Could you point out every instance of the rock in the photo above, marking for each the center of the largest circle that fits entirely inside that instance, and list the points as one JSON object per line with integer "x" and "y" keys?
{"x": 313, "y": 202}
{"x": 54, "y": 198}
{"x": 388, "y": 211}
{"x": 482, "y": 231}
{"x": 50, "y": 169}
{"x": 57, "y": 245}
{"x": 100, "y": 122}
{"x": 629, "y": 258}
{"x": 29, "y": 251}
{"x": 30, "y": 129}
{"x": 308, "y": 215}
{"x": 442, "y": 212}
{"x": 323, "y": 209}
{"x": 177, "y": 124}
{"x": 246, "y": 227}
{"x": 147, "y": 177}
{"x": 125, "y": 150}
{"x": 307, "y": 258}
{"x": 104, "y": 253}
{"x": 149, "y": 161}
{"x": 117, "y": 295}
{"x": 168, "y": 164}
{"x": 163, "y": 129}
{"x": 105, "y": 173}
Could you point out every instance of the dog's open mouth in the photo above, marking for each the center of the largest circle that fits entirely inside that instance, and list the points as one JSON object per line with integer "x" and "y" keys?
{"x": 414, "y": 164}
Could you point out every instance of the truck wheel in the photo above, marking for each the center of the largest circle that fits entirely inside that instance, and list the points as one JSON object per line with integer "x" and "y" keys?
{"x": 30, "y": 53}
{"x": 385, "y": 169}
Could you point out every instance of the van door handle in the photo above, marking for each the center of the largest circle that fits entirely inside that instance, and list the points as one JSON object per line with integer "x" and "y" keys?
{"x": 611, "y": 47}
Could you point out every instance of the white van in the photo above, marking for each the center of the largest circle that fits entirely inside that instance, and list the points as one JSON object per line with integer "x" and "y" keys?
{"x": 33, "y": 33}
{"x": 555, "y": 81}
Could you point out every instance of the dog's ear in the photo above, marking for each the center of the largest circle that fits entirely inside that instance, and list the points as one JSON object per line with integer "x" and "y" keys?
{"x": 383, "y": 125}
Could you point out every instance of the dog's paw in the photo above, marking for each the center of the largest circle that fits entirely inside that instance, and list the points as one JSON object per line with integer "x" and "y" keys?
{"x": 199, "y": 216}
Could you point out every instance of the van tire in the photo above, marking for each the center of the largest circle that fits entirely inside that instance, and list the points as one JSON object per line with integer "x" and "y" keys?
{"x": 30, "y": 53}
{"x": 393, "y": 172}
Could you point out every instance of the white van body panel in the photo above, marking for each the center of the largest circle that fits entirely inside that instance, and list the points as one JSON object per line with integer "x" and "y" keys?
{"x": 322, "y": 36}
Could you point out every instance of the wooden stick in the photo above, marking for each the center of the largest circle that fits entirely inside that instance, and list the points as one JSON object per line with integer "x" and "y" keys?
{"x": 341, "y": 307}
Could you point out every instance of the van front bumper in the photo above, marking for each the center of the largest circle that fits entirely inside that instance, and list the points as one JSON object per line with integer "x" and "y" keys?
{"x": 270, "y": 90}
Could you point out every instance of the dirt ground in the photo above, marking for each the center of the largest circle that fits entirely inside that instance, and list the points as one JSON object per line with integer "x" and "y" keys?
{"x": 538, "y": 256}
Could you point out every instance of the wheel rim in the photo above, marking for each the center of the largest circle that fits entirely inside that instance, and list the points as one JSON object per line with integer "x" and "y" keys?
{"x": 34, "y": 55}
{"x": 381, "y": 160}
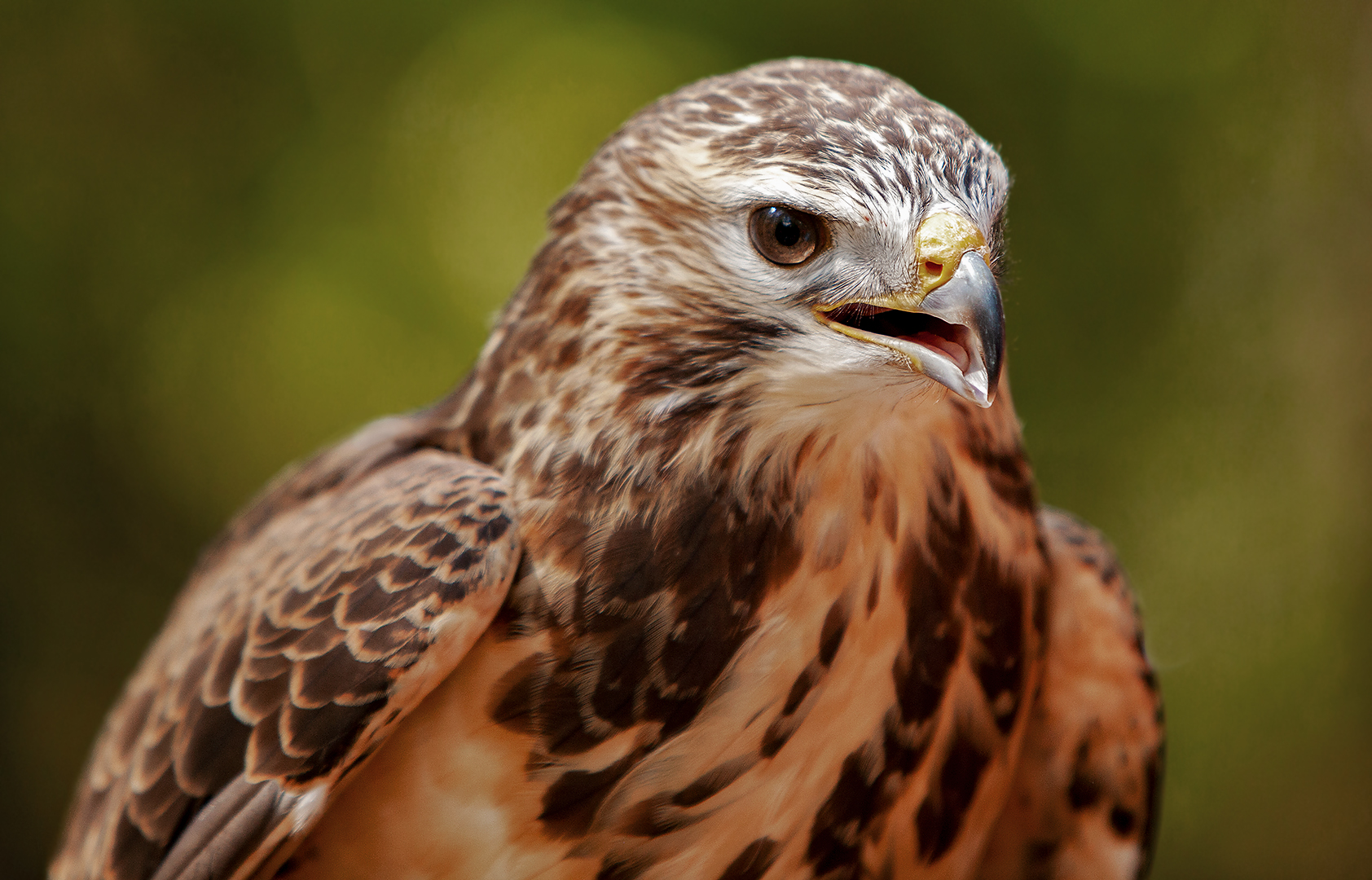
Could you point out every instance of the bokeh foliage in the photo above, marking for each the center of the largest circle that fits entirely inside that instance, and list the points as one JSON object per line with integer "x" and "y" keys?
{"x": 230, "y": 232}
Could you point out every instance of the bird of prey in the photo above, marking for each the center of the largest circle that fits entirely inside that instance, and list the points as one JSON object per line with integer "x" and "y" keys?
{"x": 723, "y": 563}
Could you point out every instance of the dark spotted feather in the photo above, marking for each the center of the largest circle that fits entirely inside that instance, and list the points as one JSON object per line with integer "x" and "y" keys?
{"x": 328, "y": 609}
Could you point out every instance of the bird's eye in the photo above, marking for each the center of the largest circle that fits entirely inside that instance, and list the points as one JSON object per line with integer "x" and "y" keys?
{"x": 785, "y": 235}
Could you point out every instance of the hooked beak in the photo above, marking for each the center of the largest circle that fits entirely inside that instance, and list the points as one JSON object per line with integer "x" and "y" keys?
{"x": 948, "y": 324}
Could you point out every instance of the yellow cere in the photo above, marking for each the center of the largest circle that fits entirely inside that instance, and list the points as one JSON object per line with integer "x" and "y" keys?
{"x": 940, "y": 242}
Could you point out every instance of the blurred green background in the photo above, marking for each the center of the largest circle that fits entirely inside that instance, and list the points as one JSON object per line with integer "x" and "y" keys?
{"x": 231, "y": 232}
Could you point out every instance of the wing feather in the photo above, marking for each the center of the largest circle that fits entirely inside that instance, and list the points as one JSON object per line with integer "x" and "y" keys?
{"x": 321, "y": 617}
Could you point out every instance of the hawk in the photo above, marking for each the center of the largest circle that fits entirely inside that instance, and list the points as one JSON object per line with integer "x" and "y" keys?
{"x": 723, "y": 563}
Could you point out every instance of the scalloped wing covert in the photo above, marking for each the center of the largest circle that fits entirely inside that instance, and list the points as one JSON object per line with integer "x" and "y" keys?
{"x": 330, "y": 609}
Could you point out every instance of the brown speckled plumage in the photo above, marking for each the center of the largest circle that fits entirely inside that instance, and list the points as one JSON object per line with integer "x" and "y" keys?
{"x": 677, "y": 583}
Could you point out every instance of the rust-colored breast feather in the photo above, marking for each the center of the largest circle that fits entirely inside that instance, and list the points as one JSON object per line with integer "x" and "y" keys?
{"x": 1085, "y": 798}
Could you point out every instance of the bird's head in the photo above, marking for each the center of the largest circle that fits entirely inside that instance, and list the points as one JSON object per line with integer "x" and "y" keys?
{"x": 807, "y": 226}
{"x": 818, "y": 208}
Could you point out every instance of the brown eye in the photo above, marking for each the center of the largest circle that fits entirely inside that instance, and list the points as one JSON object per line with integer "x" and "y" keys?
{"x": 784, "y": 235}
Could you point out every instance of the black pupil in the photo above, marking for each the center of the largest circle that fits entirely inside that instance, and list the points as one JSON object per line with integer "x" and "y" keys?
{"x": 786, "y": 231}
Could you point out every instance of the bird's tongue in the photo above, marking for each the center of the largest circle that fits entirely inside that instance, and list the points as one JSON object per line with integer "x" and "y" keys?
{"x": 956, "y": 353}
{"x": 925, "y": 330}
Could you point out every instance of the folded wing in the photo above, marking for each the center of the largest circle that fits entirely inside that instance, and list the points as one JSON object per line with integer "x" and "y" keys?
{"x": 327, "y": 613}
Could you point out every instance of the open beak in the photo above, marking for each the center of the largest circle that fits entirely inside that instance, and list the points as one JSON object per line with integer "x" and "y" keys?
{"x": 948, "y": 323}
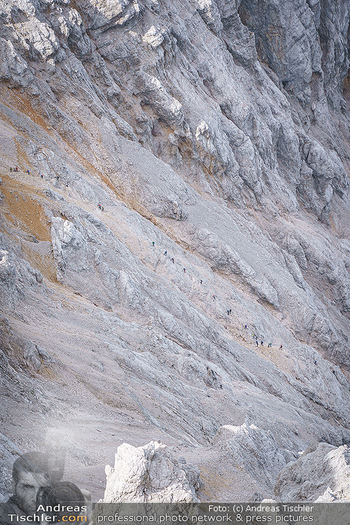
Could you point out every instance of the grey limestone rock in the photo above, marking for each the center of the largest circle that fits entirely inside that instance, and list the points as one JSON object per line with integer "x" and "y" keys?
{"x": 320, "y": 474}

* [What the exercise asks]: Return all of the entries exactly as written, but drop any pictures they hold.

* [Final answer]:
Could you point out every instance of the rock in the photo above, marking for each the center of the largest circle that fits entirely inside that instance, and list the points as one JSON object per line with integer "x" and "y" keys?
{"x": 313, "y": 202}
{"x": 54, "y": 198}
{"x": 388, "y": 211}
{"x": 482, "y": 231}
{"x": 50, "y": 169}
{"x": 57, "y": 245}
{"x": 100, "y": 122}
{"x": 629, "y": 258}
{"x": 29, "y": 251}
{"x": 30, "y": 129}
{"x": 308, "y": 215}
{"x": 442, "y": 212}
{"x": 323, "y": 209}
{"x": 177, "y": 124}
{"x": 246, "y": 227}
{"x": 147, "y": 177}
{"x": 125, "y": 150}
{"x": 307, "y": 258}
{"x": 104, "y": 253}
{"x": 149, "y": 161}
{"x": 117, "y": 295}
{"x": 168, "y": 164}
{"x": 163, "y": 129}
{"x": 105, "y": 173}
Could you point out every instance of the dog's open mouth in the photo above, marking for each the center of the largest circle that fits entirely inside that instance, and list the points as one JSON object per line with integer "x" and "y" keys?
{"x": 414, "y": 164}
Could you point out every instance of the truck wheel in the photo above, marking for each the center of the largest circle that fits entirely inside that instance, and list the points as one JSON object per line with integer "x" and "y" keys?
{"x": 30, "y": 53}
{"x": 385, "y": 169}
Could you point out every instance of the van door handle in the photo above, marking for each the center of the largest circle that fits entirely inside that instance, and list the points as one JSON object per line with integer "x" and "y" keys?
{"x": 611, "y": 47}
Could you point out every instance of the white van in the photo above, marking for each the center of the largest circle that fits entirely inside that instance, and list the points as one JSON object per line with integer "x" and "y" keys?
{"x": 33, "y": 33}
{"x": 555, "y": 81}
Could you point out every instance of the dog's ear in the photo above, marking for each the center of the largest circle that fits entirely inside that instance, and list the points as one JSON object per line with integer "x" and "y" keys?
{"x": 383, "y": 125}
Could you point out every instance of the dog's paw in the photo above, marking for each the center of the largest circle that fits entirely inside that instance, and list the points as one JSON object per line with integer "x" and "y" keys?
{"x": 199, "y": 216}
Could you point out every instance of the van tire in the photo above, marking for each the center of the largest circle that fits entirely inside that instance, and list the points as one JSON object per line with integer "x" and "y" keys?
{"x": 30, "y": 53}
{"x": 393, "y": 172}
Could you point out every instance of the white van body panel in the photo above, marking for each the center of the largest circle that fits entirely inside that instance, and list the points as one JSON object per line with integer "x" and "y" keys?
{"x": 322, "y": 36}
Could you point out every instance of the wooden stick in the photo above, marking for each the center of the largest circle that fits entirely inside that instance, and list the points as one JSON object per line with integer "x" and "y" keys?
{"x": 341, "y": 307}
Could you point out every instance of the van front bumper in the photo above, marking for each the center of the largest circle that fits entirely inside that instance, and list the points as one JSON object per line with integer "x" and "y" keys?
{"x": 270, "y": 90}
Could you point out every instance of the dirt ground in the photo above, marking for each the center of the largest circle that fits entirely inside that instance, and list the points as one JSON object per line with integer "x" and "y" keys?
{"x": 538, "y": 256}
Could you point out every instance of the wheel rim in the photo above, marking for each the center of the largest circle that fits entirely inside that instance, and list the points as one JSON object per line with integer "x" and "y" keys?
{"x": 34, "y": 55}
{"x": 381, "y": 160}
Could you point out every instance of the bokeh foliage in the photo above, marking for each the center of the largest circle that fits entirely inside that instance, and list the points as one JSON object per line with integer "x" and "y" keys?
{"x": 230, "y": 232}
Could you point out every instance of the bird of prey in the photo above, marking for each the center of the largest circle that fits entirely inside that instance, and list the points as one JSON object per line with integer "x" and "y" keys?
{"x": 723, "y": 563}
Could you point out every instance of the dark spotted feather in the photo above, marking for each the center of the largest circle that fits entirely inside that instance, and list the points as one JSON object per line with integer "x" and "y" keys?
{"x": 328, "y": 609}
Could you point out every instance of the bird's eye in the photo above, marking for each the center of the largest circle that fits entirely inside that instance, and list the points as one JSON object per line with integer "x" and "y" keys?
{"x": 785, "y": 235}
Could you point out every instance of the hooked beak in the photo above, marking for each the center of the largest circle that fits entirely inside that instance, and list the points as one JSON object per line with integer "x" and "y" keys?
{"x": 948, "y": 324}
Could you point out every instance of the yellow cere in the photo above, marking for each the center of the largest circle that fits entirely inside that instance, and list the points as one JSON object per line with integer "x" and "y" keys?
{"x": 940, "y": 242}
Could you point out every instance of the blurred green background in the photo above, marking for each the center of the largest circle that fits entirely inside that instance, and list the points as one JSON object per line with integer "x" and "y" keys?
{"x": 231, "y": 232}
Could you point out every instance of the wing feather in the photo above, marking for each the center of the largest circle that fits entirely inside that instance, and list the points as one JSON object per line with integer "x" and "y" keys?
{"x": 321, "y": 617}
Could you point out every instance of the hawk in the photo above, marking for each the center of the largest circle that fits entirely inside that instance, and list the points as one JSON object per line with integer "x" and "y" keys?
{"x": 723, "y": 563}
Could you point out every instance of the scalloped wing covert in the photo above, marking for each the center of the largest circle that fits entirely inside that instance, and list the points as one JSON object per line with integer "x" and "y" keys?
{"x": 330, "y": 609}
Could you point out every instance of the brown speckled plumage in the photo above, marking for each the center of the largest circle that fits entirely inside that instance, and list the points as one JSON object per line with integer "x" and "y" keys?
{"x": 677, "y": 583}
Could you point out every instance of the rust-colored breast feather in the photo above, marking for each the center of the largest circle that fits entirely inside that instance, and list the points as one JSON object per line with integer "x" and "y" keys?
{"x": 1085, "y": 798}
Could you point out every instance of the bird's head in the photo above, marking for each the center of the largest circle that fits entirely inside that instance, and list the points as one JSON object per line with integer "x" and "y" keys?
{"x": 807, "y": 226}
{"x": 818, "y": 208}
Could you point out every instance of the brown eye in the photo above, marking for each the center of the largest circle that fits entirely inside that instance, and list the points as one JSON object per line with integer "x" and "y" keys?
{"x": 784, "y": 235}
Could you point out every instance of the black pupil in the photo above, marking for each the center of the largest circle that fits entirely inside that instance, and list the points as one JSON object per line with integer "x" and "y" keys?
{"x": 786, "y": 231}
Could you point out every instance of the bird's tongue in the photo above, marking for each the center of the largest circle that fits entirely inside that instance, and list the points as one JSON object per line with integer "x" and "y" keys?
{"x": 956, "y": 353}
{"x": 925, "y": 330}
Could you point out every instance of the folded wing in the photo above, marking for each the center of the largest circle that fits entirely inside that instance, and list the points as one JSON object per line with integer "x" and "y" keys?
{"x": 327, "y": 613}
Could you point out every instance of the open beak in the photo above, marking for each the center of the largest circle that fits entirely inside that instance, and list the points as one JSON object per line with integer "x" and "y" keys?
{"x": 948, "y": 323}
Could you point out every instance of the grey limestone rock in the photo above, marking for each the center of the largest circle that fits entirely inside that instance, and list the points as one JSON object per line with integer "x" and "y" keys?
{"x": 320, "y": 474}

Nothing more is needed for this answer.